• [TASK DIRECTIONS]:
Rewrite the entries below with every occurrence of "Mark the region" changed to "Outline the region", leaving everything else as it is.

• [ENTRIES SHOWN]:

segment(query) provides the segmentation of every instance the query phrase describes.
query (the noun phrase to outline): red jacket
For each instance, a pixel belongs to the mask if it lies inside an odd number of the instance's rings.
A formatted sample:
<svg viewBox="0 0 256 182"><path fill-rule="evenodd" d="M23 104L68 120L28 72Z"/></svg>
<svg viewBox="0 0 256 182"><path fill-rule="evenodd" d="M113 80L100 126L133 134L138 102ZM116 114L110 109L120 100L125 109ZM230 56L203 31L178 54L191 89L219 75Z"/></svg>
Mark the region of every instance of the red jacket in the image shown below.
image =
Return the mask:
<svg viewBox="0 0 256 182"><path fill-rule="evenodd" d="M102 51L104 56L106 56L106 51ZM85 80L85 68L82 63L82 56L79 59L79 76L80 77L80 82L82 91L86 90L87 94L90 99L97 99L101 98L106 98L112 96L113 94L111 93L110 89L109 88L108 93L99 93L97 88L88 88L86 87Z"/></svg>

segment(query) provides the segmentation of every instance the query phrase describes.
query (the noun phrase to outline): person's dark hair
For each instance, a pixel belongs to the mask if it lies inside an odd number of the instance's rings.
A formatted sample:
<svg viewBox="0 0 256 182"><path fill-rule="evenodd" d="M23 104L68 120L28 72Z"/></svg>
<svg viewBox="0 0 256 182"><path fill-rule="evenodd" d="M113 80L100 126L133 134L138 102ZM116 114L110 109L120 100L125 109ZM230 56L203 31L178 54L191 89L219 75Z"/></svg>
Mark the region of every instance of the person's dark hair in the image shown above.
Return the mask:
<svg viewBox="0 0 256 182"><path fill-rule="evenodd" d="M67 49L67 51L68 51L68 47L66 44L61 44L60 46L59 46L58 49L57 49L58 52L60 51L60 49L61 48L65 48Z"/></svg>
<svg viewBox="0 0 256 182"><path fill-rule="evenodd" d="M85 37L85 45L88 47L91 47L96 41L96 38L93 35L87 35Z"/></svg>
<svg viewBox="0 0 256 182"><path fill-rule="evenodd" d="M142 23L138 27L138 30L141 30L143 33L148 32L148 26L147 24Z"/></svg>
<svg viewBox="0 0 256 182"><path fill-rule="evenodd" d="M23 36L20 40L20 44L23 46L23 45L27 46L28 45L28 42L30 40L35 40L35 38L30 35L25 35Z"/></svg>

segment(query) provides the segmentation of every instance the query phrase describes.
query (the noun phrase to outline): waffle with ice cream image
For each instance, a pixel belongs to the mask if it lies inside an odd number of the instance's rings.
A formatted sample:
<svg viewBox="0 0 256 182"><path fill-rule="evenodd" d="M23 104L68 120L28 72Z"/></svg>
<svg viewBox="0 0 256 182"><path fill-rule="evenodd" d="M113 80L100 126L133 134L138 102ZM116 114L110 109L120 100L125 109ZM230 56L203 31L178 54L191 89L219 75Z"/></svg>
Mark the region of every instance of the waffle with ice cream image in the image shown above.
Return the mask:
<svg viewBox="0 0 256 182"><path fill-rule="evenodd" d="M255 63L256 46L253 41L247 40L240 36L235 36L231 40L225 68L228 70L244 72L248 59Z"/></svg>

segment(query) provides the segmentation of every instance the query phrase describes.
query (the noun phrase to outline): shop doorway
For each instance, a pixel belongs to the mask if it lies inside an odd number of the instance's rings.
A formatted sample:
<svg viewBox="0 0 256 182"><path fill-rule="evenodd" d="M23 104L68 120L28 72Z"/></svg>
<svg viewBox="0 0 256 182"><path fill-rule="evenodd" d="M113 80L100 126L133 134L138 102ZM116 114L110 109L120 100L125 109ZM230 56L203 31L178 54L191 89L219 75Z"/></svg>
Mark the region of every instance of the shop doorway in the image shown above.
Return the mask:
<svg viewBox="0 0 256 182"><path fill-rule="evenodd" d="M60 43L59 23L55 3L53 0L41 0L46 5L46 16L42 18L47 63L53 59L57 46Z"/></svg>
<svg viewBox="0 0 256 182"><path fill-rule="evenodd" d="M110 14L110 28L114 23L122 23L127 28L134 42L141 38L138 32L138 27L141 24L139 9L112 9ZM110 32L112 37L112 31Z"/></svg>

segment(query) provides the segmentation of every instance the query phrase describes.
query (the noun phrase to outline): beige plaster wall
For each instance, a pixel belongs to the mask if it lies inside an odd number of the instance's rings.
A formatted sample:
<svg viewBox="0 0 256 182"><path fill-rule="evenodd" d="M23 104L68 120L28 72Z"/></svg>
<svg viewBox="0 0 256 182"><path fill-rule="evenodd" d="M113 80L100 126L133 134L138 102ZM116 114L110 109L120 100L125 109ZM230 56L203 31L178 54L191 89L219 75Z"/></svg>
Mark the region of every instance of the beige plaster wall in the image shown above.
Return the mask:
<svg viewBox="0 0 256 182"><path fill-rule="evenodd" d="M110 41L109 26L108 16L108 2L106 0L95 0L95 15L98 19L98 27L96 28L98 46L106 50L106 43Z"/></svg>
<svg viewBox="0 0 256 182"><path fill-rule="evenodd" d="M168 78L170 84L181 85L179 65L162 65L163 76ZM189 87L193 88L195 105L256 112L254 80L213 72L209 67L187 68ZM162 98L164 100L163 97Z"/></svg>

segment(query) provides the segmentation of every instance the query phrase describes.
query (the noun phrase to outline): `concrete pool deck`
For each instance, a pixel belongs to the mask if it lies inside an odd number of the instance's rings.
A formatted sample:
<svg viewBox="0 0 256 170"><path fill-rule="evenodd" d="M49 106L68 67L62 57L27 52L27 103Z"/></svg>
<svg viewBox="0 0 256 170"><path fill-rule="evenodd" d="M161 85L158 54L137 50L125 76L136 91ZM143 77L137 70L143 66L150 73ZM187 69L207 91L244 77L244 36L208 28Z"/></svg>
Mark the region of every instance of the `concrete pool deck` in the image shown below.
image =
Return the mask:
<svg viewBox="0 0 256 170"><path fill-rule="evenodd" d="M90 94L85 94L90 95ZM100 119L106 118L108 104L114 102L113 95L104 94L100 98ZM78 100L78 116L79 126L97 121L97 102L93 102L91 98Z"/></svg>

• [WRITTEN REPLY]:
segment(query) provides the segmentation of every instance the query phrase describes.
query (the noun phrase to outline): red jacket
For each instance, a pixel belongs to the mask if it lies inside an odd number of the instance's rings.
A formatted sample:
<svg viewBox="0 0 256 182"><path fill-rule="evenodd" d="M23 104L68 120L28 72Z"/></svg>
<svg viewBox="0 0 256 182"><path fill-rule="evenodd" d="M113 80L100 126L133 134L138 102ZM116 114L110 109L120 100L125 109ZM230 56L203 31L178 54L191 89L219 75Z"/></svg>
Outline the region of every instance of the red jacket in the image shown below.
image =
Return the mask:
<svg viewBox="0 0 256 182"><path fill-rule="evenodd" d="M102 51L104 56L106 56L106 51ZM85 80L85 68L82 63L82 56L79 59L79 76L80 77L80 82L82 91L86 90L87 94L90 99L97 99L101 98L106 98L112 96L113 94L111 93L110 89L109 88L108 93L99 93L97 88L88 88L86 87Z"/></svg>

segment(query) provides the segmentation of every instance the query phrase describes.
query (the noun phrase to outline): person's dark hair
For each instance, a pixel belongs to the mask if it lies inside an odd number of the instance's rings.
A formatted sample:
<svg viewBox="0 0 256 182"><path fill-rule="evenodd" d="M23 104L68 120L28 72Z"/></svg>
<svg viewBox="0 0 256 182"><path fill-rule="evenodd" d="M113 80L100 126L133 134L138 102ZM116 114L110 109L120 100L125 109ZM230 56L203 31L178 54L191 89L219 75Z"/></svg>
Outline the region of every instance of the person's dark hair in the image shown above.
Return the mask:
<svg viewBox="0 0 256 182"><path fill-rule="evenodd" d="M67 49L67 51L68 51L68 47L66 44L61 44L60 46L59 46L58 49L57 49L58 52L60 51L60 49L61 48L65 48Z"/></svg>
<svg viewBox="0 0 256 182"><path fill-rule="evenodd" d="M85 37L85 45L88 47L91 47L96 41L96 38L93 35L87 35Z"/></svg>
<svg viewBox="0 0 256 182"><path fill-rule="evenodd" d="M142 23L138 27L138 30L141 30L143 33L148 32L148 26L147 24Z"/></svg>
<svg viewBox="0 0 256 182"><path fill-rule="evenodd" d="M23 36L20 40L20 44L23 46L23 45L27 46L28 45L28 42L30 40L35 40L35 38L30 35L25 35Z"/></svg>

segment(query) provides the segmentation of every instance the query phrase describes.
query (the noun phrase to outline): waffle with ice cream image
For each instance, a pixel belongs to the mask if it lies inside an odd number of the instance's rings.
A formatted sample:
<svg viewBox="0 0 256 182"><path fill-rule="evenodd" d="M23 104L68 120L28 72Z"/></svg>
<svg viewBox="0 0 256 182"><path fill-rule="evenodd" d="M113 80L100 126L133 134L138 102ZM116 114L110 109L120 100L125 109ZM230 56L203 31L178 54L191 89L219 75Z"/></svg>
Outline the region of every instance of the waffle with ice cream image in the image shown above.
Return the mask:
<svg viewBox="0 0 256 182"><path fill-rule="evenodd" d="M255 63L256 46L253 41L247 40L240 36L235 36L231 40L225 68L228 70L244 72L248 59Z"/></svg>

segment(query) provides the segmentation of every instance the query phrase describes.
query (the noun phrase to outline): shop doorway
For each instance, a pixel belongs to the mask if it lies inside an odd number of the instance's rings.
A formatted sample:
<svg viewBox="0 0 256 182"><path fill-rule="evenodd" d="M23 104L68 120L28 72Z"/></svg>
<svg viewBox="0 0 256 182"><path fill-rule="evenodd" d="M113 80L100 126L133 134L138 102ZM116 114L110 109L120 100L125 109ZM230 56L203 31L178 54L191 89L219 75Z"/></svg>
Outline the region of every instance of the shop doorway in the image shown above.
Return the mask:
<svg viewBox="0 0 256 182"><path fill-rule="evenodd" d="M60 43L59 23L55 3L53 0L41 0L46 5L46 16L42 18L47 63L53 59L57 46Z"/></svg>
<svg viewBox="0 0 256 182"><path fill-rule="evenodd" d="M110 14L110 28L114 23L122 23L127 28L134 42L141 38L138 32L138 27L141 24L139 9L112 9ZM110 32L112 37L112 31Z"/></svg>

segment(query) provides the segmentation of every instance the query phrase describes.
query (the noun phrase to outline): beige plaster wall
For each instance, a pixel belongs to the mask if it lies inside an odd number of the instance's rings.
A formatted sample:
<svg viewBox="0 0 256 182"><path fill-rule="evenodd" d="M23 104L68 120L28 72Z"/></svg>
<svg viewBox="0 0 256 182"><path fill-rule="evenodd" d="M113 80L100 126L133 134L138 102ZM116 114L110 109L120 100L125 109ZM230 56L203 31L178 54L191 89L219 75Z"/></svg>
Outline the region of every instance of the beige plaster wall in the image shown above.
Return the mask:
<svg viewBox="0 0 256 182"><path fill-rule="evenodd" d="M110 41L109 26L108 16L108 2L106 0L95 0L95 15L98 19L98 27L96 28L98 46L106 50L106 43Z"/></svg>
<svg viewBox="0 0 256 182"><path fill-rule="evenodd" d="M168 78L170 84L181 85L179 65L162 65L163 76ZM189 87L193 88L195 105L256 112L254 80L213 72L209 67L187 68ZM162 98L164 100L163 97Z"/></svg>

segment(query) provides the segmentation of every instance the query phrase describes.
query (the noun phrase to outline): `concrete pool deck`
For each instance, a pixel belongs to the mask if it lies inside an odd number of the instance's rings.
A formatted sample:
<svg viewBox="0 0 256 170"><path fill-rule="evenodd" d="M49 106L68 67L62 57L27 52L27 103Z"/></svg>
<svg viewBox="0 0 256 170"><path fill-rule="evenodd" d="M161 85L158 54L137 50L125 76L136 91ZM143 77L137 70L143 66L150 73ZM187 69L207 91L244 77L244 36L208 28Z"/></svg>
Outline the region of every instance of the `concrete pool deck` in the image shown below.
image =
Return the mask:
<svg viewBox="0 0 256 170"><path fill-rule="evenodd" d="M90 94L85 94L90 95ZM100 119L106 118L108 104L114 102L113 95L104 94L100 98ZM78 100L78 116L79 126L97 121L97 102L93 102L91 98Z"/></svg>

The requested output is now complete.